Stored data
◇ ◇ ◇ ◇

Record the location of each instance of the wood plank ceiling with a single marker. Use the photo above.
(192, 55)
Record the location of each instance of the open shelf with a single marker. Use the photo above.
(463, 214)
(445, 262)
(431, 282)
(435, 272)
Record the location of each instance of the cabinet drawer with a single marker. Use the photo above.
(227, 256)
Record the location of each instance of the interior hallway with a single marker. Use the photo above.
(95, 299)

◇ ◇ ◇ ◇

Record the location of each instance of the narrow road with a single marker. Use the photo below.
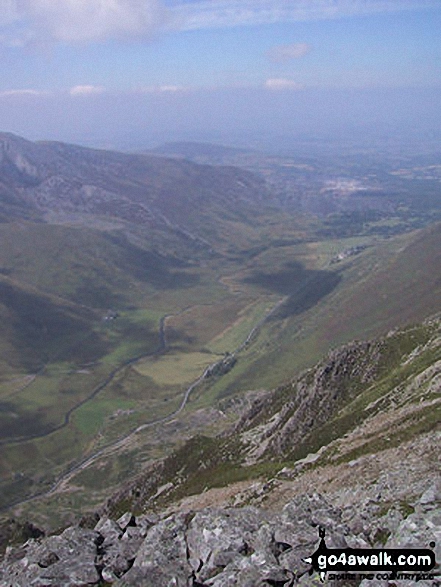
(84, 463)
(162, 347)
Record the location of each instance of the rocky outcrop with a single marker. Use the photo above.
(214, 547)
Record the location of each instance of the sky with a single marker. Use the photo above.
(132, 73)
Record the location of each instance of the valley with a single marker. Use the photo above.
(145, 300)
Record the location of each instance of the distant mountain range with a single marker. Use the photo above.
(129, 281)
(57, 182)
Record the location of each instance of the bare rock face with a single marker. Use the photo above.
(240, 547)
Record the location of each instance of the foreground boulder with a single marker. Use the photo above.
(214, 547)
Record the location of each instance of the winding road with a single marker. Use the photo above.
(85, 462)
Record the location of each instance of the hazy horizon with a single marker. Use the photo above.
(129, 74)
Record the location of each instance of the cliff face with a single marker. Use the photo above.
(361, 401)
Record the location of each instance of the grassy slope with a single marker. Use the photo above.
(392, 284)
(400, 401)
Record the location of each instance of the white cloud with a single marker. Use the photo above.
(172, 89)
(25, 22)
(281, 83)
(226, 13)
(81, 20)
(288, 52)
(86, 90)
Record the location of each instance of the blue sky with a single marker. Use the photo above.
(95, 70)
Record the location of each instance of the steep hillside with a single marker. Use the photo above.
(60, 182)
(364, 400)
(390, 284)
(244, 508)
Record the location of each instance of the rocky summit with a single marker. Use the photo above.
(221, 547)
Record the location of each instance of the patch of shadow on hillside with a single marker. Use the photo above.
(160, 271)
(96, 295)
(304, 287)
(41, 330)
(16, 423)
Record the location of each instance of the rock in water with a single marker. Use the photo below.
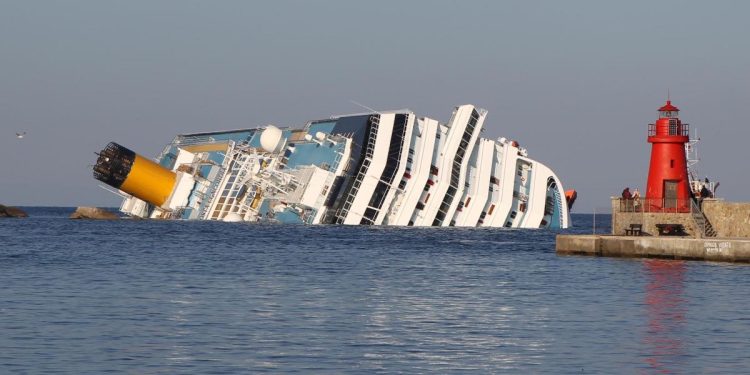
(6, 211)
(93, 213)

◇ ◇ ◇ ◇

Written task
Pick out each line of the material above that contains the string "face" and copy those lines. Case counts.

Final result
Record the location of each instance of the bare rock face with a single marker. Use the photo above.
Record the location of each instance of the cliff face with a single marker. Use the photo above.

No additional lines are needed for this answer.